■ Brief
Copy the lines that follow, keeping every character the same.

===

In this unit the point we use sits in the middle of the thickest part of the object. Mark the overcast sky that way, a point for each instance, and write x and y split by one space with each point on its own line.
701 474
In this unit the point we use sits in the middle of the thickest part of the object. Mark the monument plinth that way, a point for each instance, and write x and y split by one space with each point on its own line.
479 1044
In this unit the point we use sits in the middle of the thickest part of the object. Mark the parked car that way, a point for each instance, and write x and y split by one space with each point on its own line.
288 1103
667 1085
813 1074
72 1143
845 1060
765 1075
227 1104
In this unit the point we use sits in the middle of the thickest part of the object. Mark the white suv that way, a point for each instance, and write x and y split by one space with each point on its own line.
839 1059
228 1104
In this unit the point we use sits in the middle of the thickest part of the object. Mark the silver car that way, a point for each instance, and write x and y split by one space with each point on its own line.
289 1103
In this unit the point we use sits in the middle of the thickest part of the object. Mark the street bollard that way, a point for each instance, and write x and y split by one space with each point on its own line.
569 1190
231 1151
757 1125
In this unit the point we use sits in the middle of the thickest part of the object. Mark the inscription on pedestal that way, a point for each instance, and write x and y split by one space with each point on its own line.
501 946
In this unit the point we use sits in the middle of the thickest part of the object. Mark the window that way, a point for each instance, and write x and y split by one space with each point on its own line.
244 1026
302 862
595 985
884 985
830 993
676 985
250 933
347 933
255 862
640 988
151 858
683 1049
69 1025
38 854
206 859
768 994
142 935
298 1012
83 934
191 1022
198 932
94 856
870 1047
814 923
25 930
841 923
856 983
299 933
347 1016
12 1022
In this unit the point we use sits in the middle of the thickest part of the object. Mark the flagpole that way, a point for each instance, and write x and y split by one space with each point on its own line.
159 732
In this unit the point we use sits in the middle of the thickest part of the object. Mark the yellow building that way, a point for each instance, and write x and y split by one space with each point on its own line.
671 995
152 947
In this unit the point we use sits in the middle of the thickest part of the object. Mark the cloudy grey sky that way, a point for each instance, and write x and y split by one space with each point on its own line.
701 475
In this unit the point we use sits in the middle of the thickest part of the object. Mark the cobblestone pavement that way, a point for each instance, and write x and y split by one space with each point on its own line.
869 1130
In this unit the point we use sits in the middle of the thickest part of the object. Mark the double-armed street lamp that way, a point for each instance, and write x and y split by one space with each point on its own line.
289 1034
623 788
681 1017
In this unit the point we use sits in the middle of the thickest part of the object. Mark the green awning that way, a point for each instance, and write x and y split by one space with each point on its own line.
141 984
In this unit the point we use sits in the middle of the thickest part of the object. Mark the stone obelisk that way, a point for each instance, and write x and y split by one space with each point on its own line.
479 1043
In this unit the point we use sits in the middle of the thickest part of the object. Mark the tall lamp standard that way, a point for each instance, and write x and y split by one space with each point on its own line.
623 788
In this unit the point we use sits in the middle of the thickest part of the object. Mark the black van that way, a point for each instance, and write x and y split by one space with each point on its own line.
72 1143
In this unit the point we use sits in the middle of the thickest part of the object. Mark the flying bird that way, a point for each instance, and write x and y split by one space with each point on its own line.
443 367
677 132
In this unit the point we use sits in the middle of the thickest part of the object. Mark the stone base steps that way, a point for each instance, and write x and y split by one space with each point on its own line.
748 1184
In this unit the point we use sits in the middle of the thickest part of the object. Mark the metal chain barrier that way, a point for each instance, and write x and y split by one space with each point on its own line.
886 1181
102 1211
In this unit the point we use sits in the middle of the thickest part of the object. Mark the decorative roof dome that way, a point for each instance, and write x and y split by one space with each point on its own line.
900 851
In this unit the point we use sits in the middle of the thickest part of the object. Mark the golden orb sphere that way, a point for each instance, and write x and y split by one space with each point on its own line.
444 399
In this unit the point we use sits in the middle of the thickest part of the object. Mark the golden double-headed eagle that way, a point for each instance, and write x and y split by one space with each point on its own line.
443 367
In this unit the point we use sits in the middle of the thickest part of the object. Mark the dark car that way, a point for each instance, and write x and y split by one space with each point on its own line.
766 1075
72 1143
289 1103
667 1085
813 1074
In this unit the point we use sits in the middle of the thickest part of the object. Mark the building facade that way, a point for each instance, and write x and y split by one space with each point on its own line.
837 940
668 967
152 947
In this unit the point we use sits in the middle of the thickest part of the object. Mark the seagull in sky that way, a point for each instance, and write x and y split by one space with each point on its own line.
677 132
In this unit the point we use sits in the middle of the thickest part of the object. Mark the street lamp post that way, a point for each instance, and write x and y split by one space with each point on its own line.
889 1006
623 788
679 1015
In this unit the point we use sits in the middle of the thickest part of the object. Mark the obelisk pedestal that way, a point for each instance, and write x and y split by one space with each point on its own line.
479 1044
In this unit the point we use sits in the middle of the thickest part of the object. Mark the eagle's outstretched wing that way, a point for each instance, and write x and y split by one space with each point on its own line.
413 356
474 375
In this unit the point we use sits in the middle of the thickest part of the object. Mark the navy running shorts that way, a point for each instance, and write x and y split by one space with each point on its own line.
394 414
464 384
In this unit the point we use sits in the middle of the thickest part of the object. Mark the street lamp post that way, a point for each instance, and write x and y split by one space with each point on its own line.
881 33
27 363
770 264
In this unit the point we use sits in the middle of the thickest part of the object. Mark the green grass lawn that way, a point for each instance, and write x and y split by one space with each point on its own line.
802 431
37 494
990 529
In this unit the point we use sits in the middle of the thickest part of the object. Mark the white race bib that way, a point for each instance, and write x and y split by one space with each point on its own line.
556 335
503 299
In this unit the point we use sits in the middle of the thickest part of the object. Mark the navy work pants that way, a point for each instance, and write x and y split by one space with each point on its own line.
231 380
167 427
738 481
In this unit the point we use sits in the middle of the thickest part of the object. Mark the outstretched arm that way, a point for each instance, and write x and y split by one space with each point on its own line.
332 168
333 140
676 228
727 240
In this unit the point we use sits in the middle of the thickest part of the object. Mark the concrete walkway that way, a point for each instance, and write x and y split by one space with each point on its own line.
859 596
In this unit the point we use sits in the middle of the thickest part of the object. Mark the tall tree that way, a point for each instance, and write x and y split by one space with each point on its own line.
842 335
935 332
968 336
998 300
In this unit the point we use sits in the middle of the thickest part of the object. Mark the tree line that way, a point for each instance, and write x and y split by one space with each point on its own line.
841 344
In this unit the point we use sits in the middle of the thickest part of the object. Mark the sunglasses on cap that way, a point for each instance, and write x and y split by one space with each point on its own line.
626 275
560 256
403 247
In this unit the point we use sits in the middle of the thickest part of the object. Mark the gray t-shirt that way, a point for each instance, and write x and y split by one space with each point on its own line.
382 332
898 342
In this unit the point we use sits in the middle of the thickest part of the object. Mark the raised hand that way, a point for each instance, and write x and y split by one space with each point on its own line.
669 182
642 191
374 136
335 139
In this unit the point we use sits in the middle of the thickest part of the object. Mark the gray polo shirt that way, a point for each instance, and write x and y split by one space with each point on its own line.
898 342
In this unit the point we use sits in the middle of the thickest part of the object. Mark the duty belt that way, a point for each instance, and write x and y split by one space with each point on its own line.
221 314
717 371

===

■ Problem solution
In this unit the point we use sits in the middle of the thickest part of the object. Mark the overcast sky that way, a point for each instance, and write x and y split by one space with each point on its own line.
701 474
In this unit the point we use sits in the middle of the thickest part of the object. Mark the monument plinth that way, a point for each instance, and write x and y split by one space with each point on its own line.
479 1044
In this unit the point we use sits in the middle of the thickest part of the object. Mark the parked car that way, a point for each instance, and write x and y split by one space with each point on its own line.
288 1103
667 1085
813 1074
72 1143
845 1060
765 1075
227 1104
In this unit the point we use sits in the middle of the thickest part of the object. Mark the white suv that way, a point for each instance, and write x and y split by one space with each point on its own line.
839 1059
228 1104
In this unit the point we use sits in the middle of the thickest part of the object. Mark the silver car that way, a point for each instance, and write x and y split by one space with each point on its own line.
289 1103
In this unit the point we use sits in the middle of the thickest part of the object. Mark the street bollard that way, a point for each instance, and write x and y split by one space with each point on its own line.
569 1190
231 1151
757 1125
In this unit the point we use sits in the middle of the thickest part of the object. Mark the inscription on pedestal that way, a point for each instance, and write x and y split by one space with each point on its own line.
501 946
In this unit the point we use sits in the middle of the thickest part of the object. Mark the window that way, a point for each instance, and write x and y split by one space with each point on its own line.
244 1026
302 862
595 985
884 985
830 993
676 985
250 933
347 933
255 862
640 988
151 858
683 1049
69 1025
38 854
206 859
768 994
142 935
298 1012
83 934
191 1022
198 932
94 856
870 1047
814 923
25 930
841 923
856 983
299 933
347 1016
12 1022
In this unit the point we use sits in the middle of the thickest part of the object. Mark the flagpole that way, a point for each instance, and write x and y split by one space with each point on its own line.
159 732
In this unit the point we use sits in the middle of the thickest part of the object. Mark the yellow building that way, a point for each instance, and write x and y split by one space with each point on its own line.
671 995
152 947
In this unit the point we use sits in the middle of the thickest part of the object. Mark the cloudy grey sky that way, a point for each instance, and write x and y split by one space with each point on its own line.
701 475
In this unit the point we use sits in the middle of the thickest part of the object. Mark the cobblestone pavement that way, a point for each instance, and write x and y split by one space with each point on its own line.
869 1130
In this unit the point we use sits in the middle of the thickest part of the object. Mark the double-armed street lamp that way, a point for each instance, and write x and y split by one space with each point on its own line.
289 1034
623 788
681 1017
In this unit the point we use sits in the middle of the thickest part of the object. Mark the green awning that way, a point for each instance, and write x and y split by one space with each point on its own line.
141 984
In this unit the point we use sits in the middle of the thickest part of the object. Mark the stone obelisk that way, a point for each instance, and write x and y split by one space with each point on its own line.
479 1043
In this unit the point we use sits in the middle of the thickest part of the object. Mark the tall lamp standard that way, a point for each instance, and write x and y split by one space with each point on its own line.
623 788
In this unit the point we use sits in the middle of the thickest part of the object. Mark the black van that way, a point for each instance, and write x and y split by one space with each point on its own line.
72 1143
In this unit the point we use sits in the middle of the thickest part of the object. Mark the flying bird that way, a point for each instance, and write x and y split by one space with each point on its own line.
443 367
677 132
In this unit the point we use sits in the middle of the thickest part of the object. Mark the stone base steps that way, a point for each instance, and write x and y split by one space with each point on its own line.
748 1184
In this unit the point we use sits in the middle of the thickest part of the object. Mark the metal chain barrier that way, a point for each instance, and write x and y split by one space with each point on its own line.
886 1181
102 1211
In this unit the point we use sits in the middle of the thickest part of the object. Mark the decorative roof dome that way, a point for each instance, and write x and y split by one space with each point on its own line.
900 851
In this unit the point we use sits in the middle of the thickest part of the object. Mark the golden orb sphere that way, a point for each instance, and write x and y split by one space with each point on its own line.
444 399
In this unit the point we use sits in the middle of the thickest part of the object. Mark the golden double-headed eagle that way, a point for each instance, and write x and y split by one space with each point on its own line.
443 367
In this unit the point we use sits in the middle of the thickest part of the object. Mark the dark car that way, a point for each instance, and write x and y split by one space with each point on its own line.
766 1075
72 1143
289 1103
667 1085
813 1074
In this unit the point we use sits in the middle of the thickest part of the object. Mark the building facade that way, a point for each instance, and write x and y split by one space with each point on its own line.
837 940
668 967
152 947
In this unit the point we use sits in the middle of the thickest part of the object. Mark the seagull in sky that way, a point for each instance, and write x and y split by one space with each point on its own line.
677 132
In this unit the point we use sits in the middle of the thickest part of the object. Mark the street lamp post that way, a point for each instance, and write x and y split by one space with each point on its own line.
889 1006
623 788
679 1015
In this unit the point we use sits in the middle of the thickest part of the object. Mark the obelisk pedestal that way, a point for each instance, and write x and y split by one space with each point on its own line.
479 1044
In this unit the point we use sits in the middle of the thickest part of the object. Mark the eagle's outstretched wing that way, a point for each instance, and write x and y split by one space with each point on its own line.
413 356
474 375
In this unit the point we use sits in the middle of the thickest part of the object. Mark the navy running shorts that way, a point for each instance, and write x and y split by one space with each point on its own line.
394 414
464 384
In this unit the point we use sits in the middle of the thickest part of the object. Mark the street lamp post that way, a point for each instance, and write x and y split by one space with each point on its own line.
881 33
27 363
770 264
In this unit the point we use sits in the middle of the thickest part of the object. Mark the green grass lawn that way, a point for each instance, and write x and y split by one space with each point on its own line.
802 431
37 494
990 529
In this unit the point we use sits in the middle of the thickest part of the object. Mark the white race bib that way, a point for each instance, and write x and y split by one space with each point on its own line.
556 335
503 299
In this unit the point we use sits in the middle of the thickest part of the object. Mark the navy work pants that way, a point for each instance, and write x and y split by one space with each point on its own line.
231 380
167 427
738 481
In this unit the point we use sits in the middle of the thickest part of the object. Mark the outstretched arm that way, a point for each instance, and write x and y split by one space with each point on its own line.
332 168
333 140
676 228
727 240
In this unit the point we use sits in the middle of the thickest part of the object. Mark the concrete walkway that way, a point for each instance, and write x and y split by one space with each point on its own line.
859 596
In this unit the point we use sits in the middle of the thickest part of the object. Mark the tall tree that way, a point for each instance, and write x and y split by one space with each point on its own line.
842 335
935 332
968 336
998 300
In this unit the point we use sits in the middle of the thickest part of the object. Mark the tree line that way, a point for each instance, and write x and y split by one space with each point on its own line.
841 344
In this unit the point we use sits in the middle of the thickest part of the object. Mark the sunglasses on cap that way, a point for each instance, and write x and y split by one space with each point on its own line.
626 275
560 256
403 247
In this unit the point we use sits in the middle of the thickest part of the object. Mark the gray t-shirt that way, a point for each instance, and write x and y split by one space with each point on its own line.
382 332
898 342
In this unit the point we use sits in the middle of the thickest part of the object. Mark the raised hand that way, a point for each instance, and write x and y split by one space with each point on its own line.
669 182
642 191
374 136
335 139
In this unit the point we use sits in the middle of the thickest part of the object. Mark the gray polo shirt that way, a point for each instance, and write x and y split by one space with each point on its own line.
898 342
In this unit the point we use sits in the middle of the thickest part of the object. Mark the duty belt that way, a point for each instance, and write x and y split by one space with each point on its own line.
221 314
717 371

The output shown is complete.